• **SELECTED TEXT**
■ ■ ■ ■ ■

Leading the Past Week

Congress returned this week from its August Recess period and hit the ground running, with the situation in Syria clouding over everything.  Adding to the tension caused by this international crisis was the fact that at once again, and with only a couple of weeks before the end of the Fiscal Year, we find ourselves  facing significant uncertainty about how, or whether, the Federal government will continue to operate beyond the end of the month.   Adding further to this drama is the potential intertwining of the funding of the federal government with the quickly approaching due date to raise the debt limit and whether the forces that caused the Republican leadership to pull its CR this week, will instead focus on tying their issues to the need to raise the debt ceiling next month.  While it is unclear exactly when the government’s extraordinary measures will run out, earlier this week the Bipartisan Policy Center estimated that the Treasury Department will run out of borrowing capacity sometime between October 18th and November 5th.

Yesterday marked the five-year anniversary of the collapse of Lehman Brothers, and so it was in the shadow of that historic occasion that last week the Senate Banking Committee initiated the first, of what will likely be multiple hearings, aimed at bringing together a comprehensive housing finance system overhaul.  While Chairman Tim Johnson (D-SD) has indicated his hope that the Committee will have a proposal completed by the end of the year, it was an noted by many that in the House, its version of reform, the Protecting American Taxpayers and Homeowners (PATH) Act (H.R. 2767), which has already cleared the Financial Services Committee was not included in Majority Leader Cantor’s updated legislative schedule for the fall. 

Yesterday also saw the, somewhat, unexpected announcement that Larry Summers had withdrawn his name for consideration for Chairman of the Federal Reserve.  For more on this, please see below.

ML Strategies took a deeper look at housing reform, the debt limit, and other issues in our Post-Labor Day Fall Preview, (linked here if you haven’t seen it yet).

■ ■ ■ ■ ■

• **DATA PROVIDED**
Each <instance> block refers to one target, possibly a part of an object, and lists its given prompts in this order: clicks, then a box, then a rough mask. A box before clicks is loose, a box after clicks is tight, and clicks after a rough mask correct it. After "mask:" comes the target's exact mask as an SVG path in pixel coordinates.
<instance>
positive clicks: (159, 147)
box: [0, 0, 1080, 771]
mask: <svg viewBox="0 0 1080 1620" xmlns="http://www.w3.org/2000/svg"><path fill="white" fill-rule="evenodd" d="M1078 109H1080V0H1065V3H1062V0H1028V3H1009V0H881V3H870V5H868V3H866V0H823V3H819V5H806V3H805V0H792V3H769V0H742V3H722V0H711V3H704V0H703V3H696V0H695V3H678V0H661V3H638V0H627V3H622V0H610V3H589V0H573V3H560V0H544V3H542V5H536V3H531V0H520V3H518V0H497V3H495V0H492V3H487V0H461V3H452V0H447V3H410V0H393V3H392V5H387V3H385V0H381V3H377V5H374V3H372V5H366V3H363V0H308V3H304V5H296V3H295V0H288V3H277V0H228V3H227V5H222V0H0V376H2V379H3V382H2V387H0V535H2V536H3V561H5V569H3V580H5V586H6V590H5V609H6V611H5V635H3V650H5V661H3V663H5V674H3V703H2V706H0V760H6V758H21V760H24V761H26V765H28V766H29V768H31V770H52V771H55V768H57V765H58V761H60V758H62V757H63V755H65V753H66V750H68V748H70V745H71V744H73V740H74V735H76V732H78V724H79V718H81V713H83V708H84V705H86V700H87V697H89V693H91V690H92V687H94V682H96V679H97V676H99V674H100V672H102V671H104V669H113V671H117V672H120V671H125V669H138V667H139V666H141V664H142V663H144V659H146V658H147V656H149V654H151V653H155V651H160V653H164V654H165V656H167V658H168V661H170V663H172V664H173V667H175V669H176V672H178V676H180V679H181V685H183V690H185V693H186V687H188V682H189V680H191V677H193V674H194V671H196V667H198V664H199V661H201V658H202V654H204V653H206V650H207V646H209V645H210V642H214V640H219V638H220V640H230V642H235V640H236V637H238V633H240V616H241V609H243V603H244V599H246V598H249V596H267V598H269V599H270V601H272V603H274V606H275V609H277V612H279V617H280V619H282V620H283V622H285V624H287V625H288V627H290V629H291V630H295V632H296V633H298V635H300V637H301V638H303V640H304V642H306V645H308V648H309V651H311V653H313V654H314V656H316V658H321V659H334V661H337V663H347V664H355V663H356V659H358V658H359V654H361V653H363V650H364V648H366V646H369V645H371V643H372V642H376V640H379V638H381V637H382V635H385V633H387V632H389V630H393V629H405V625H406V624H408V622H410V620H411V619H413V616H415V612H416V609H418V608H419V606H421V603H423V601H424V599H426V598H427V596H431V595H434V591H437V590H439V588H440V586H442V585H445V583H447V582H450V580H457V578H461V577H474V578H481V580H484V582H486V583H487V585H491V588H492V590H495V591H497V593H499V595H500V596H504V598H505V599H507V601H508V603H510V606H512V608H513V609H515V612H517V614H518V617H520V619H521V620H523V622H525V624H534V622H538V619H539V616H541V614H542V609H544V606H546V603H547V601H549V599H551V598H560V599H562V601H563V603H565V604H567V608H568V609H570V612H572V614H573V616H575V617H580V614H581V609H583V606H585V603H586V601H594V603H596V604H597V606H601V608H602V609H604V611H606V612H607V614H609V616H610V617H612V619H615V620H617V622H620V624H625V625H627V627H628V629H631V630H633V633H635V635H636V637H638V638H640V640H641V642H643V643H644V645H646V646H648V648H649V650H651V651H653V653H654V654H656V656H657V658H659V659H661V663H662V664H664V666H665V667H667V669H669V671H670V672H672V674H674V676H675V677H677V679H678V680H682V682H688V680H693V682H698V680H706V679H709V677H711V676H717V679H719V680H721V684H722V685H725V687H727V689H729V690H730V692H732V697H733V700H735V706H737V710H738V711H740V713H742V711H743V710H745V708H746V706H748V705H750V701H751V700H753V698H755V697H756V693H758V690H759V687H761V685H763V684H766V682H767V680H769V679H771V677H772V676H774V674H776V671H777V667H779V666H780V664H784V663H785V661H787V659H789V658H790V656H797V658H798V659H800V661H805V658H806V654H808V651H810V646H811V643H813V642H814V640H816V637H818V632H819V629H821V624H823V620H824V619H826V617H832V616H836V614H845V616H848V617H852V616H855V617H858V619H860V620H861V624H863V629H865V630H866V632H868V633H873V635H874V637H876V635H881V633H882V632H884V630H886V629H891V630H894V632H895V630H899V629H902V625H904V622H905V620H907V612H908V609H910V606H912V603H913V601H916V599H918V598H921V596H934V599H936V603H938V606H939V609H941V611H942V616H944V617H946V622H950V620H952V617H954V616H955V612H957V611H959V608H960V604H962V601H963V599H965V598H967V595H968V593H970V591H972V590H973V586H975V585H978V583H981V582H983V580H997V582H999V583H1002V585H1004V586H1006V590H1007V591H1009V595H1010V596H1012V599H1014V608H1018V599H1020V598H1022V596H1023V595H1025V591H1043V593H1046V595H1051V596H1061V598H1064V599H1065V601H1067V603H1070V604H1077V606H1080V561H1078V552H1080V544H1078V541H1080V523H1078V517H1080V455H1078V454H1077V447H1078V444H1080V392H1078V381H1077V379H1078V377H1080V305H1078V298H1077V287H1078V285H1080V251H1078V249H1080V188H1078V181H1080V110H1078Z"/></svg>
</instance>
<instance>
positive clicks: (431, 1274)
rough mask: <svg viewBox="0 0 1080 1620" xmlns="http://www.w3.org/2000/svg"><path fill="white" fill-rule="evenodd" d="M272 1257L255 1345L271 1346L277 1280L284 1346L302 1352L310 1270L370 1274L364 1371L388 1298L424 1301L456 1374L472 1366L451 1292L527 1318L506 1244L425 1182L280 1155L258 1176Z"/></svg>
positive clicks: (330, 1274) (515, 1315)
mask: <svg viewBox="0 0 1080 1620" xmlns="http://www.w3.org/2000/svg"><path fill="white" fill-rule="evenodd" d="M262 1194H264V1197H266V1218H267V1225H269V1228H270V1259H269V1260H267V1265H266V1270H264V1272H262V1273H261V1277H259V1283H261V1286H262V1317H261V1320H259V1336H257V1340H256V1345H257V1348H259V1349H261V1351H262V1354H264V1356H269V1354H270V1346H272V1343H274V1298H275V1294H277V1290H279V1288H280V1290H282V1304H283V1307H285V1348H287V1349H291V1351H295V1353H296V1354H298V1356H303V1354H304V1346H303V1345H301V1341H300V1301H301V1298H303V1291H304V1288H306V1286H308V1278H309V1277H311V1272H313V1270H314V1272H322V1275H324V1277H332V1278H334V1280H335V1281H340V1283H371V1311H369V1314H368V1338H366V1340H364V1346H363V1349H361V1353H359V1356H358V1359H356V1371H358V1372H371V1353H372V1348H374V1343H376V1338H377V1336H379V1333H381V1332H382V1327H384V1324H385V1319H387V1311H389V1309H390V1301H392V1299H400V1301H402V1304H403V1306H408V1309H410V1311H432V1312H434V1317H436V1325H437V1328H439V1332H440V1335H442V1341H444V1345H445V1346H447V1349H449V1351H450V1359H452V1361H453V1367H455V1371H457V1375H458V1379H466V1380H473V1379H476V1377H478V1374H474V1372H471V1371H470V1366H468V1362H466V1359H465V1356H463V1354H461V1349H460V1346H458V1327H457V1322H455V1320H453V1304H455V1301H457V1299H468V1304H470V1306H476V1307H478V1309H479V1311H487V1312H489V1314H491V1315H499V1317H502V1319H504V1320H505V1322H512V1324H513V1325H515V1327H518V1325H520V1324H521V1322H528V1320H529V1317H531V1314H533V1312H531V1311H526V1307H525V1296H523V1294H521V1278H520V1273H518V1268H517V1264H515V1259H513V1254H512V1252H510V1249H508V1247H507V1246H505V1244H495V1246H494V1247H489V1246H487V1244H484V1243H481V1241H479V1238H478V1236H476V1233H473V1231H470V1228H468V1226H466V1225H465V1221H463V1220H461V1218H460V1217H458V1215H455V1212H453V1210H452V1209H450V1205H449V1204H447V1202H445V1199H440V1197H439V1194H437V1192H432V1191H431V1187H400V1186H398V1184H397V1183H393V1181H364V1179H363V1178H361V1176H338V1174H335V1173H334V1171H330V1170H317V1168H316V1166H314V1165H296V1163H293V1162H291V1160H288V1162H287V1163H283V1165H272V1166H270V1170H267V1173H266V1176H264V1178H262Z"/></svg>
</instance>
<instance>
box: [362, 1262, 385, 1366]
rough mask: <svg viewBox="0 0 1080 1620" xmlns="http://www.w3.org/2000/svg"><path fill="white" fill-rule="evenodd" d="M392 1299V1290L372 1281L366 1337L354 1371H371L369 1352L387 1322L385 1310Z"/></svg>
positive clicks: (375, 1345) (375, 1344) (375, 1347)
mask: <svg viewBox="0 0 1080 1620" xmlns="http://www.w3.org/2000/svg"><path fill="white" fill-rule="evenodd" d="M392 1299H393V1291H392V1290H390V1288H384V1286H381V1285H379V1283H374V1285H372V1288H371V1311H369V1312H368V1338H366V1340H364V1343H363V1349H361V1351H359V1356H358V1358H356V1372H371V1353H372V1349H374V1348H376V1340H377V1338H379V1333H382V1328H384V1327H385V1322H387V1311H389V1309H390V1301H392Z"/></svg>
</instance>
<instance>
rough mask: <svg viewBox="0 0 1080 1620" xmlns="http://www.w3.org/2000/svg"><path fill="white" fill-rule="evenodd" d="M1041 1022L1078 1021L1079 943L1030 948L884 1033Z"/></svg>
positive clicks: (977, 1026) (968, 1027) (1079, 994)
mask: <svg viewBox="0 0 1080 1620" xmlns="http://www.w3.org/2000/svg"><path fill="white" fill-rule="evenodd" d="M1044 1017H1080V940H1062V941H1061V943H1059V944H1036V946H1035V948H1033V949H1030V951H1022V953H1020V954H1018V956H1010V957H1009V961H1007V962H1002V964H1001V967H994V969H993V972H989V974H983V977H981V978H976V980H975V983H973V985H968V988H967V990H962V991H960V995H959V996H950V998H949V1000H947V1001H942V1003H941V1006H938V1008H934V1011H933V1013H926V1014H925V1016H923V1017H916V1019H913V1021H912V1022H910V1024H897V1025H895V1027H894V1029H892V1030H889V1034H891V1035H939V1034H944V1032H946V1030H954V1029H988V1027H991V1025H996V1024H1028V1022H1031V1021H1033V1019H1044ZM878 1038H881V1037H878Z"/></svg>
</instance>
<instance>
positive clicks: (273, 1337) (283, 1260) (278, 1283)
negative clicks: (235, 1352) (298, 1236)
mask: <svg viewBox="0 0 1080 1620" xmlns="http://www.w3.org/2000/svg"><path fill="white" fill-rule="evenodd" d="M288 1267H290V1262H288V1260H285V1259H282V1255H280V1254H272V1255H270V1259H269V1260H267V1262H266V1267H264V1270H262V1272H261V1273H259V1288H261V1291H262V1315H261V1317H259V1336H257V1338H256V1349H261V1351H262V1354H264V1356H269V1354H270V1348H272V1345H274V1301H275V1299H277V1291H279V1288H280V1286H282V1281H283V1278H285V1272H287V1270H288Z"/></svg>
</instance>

■ ■ ■ ■ ■

• **REQUEST 1**
Answer these from the "Leading the Past Week" update:
(a) According to the Bipartisan Policy Center estimate, between which two dates will the Treasury Department run out of borrowing capacity?
(b) Which Senate committee began hearings on a housing finance system overhaul?
(c) Who withdrew his name from consideration for Chairman of the Federal Reserve?
• **REQUEST 2**
Repeat the "Leading the Past Week" update word for word from "Yesterday marked the" up to and including "for the fall.".

• **YOUR RESPONSE 1**
(a) Between October 18th and November 5th.
(b) The Senate Banking Committee.
(c) Larry Summers.

• **YOUR RESPONSE 2**
Yesterday marked the five-year anniversary of the collapse of Lehman Brothers, and so it was in the shadow of that historic occasion that last week the Senate Banking Committee initiated the first, of what will likely be multiple hearings, aimed at bringing together a comprehensive housing finance system overhaul.  While Chairman Tim Johnson (D-SD) has indicated his hope that the Committee will have a proposal completed by the end of the year, it was an noted by many that in the House, its version of reform, the Protecting American Taxpayers and Homeowners (PATH) Act (H.R. 2767), which has already cleared the Financial Services Committee was not included in Majority Leader Cantor’s updated legislative schedule for the fall.